-- START --

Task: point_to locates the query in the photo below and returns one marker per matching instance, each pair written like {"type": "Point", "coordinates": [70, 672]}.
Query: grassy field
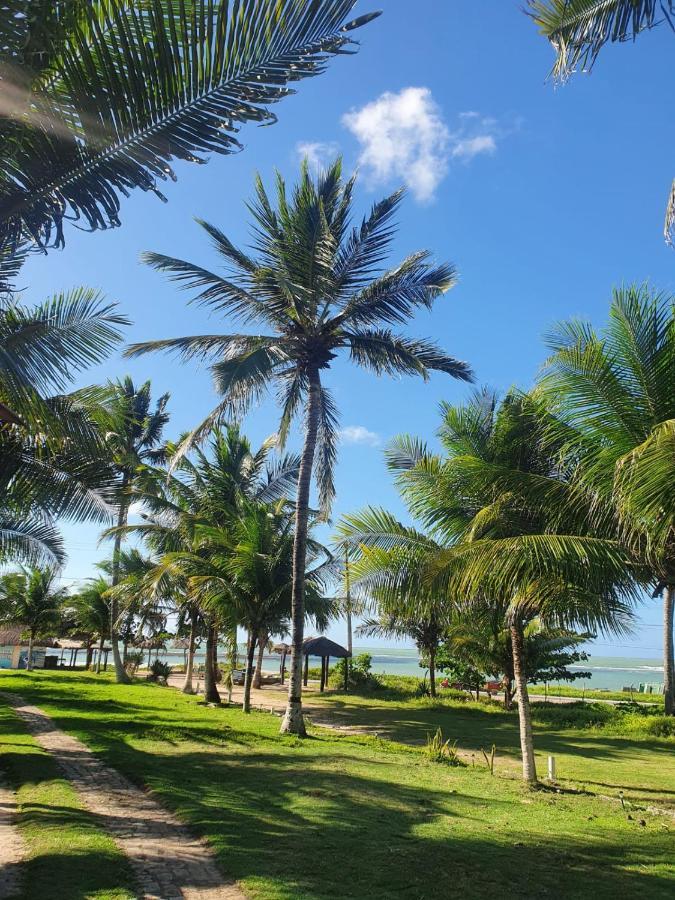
{"type": "Point", "coordinates": [70, 856]}
{"type": "Point", "coordinates": [597, 747]}
{"type": "Point", "coordinates": [353, 817]}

-- END --

WHAT YOU WILL DO
Can you copy all of the material above line for line, leaving the picture out?

FULL ANSWER
Task: point_to locates the query in the photo below and returns one marker per matching instance, each pair written like {"type": "Point", "coordinates": [70, 672]}.
Query: grassy field
{"type": "Point", "coordinates": [70, 856]}
{"type": "Point", "coordinates": [597, 747]}
{"type": "Point", "coordinates": [353, 817]}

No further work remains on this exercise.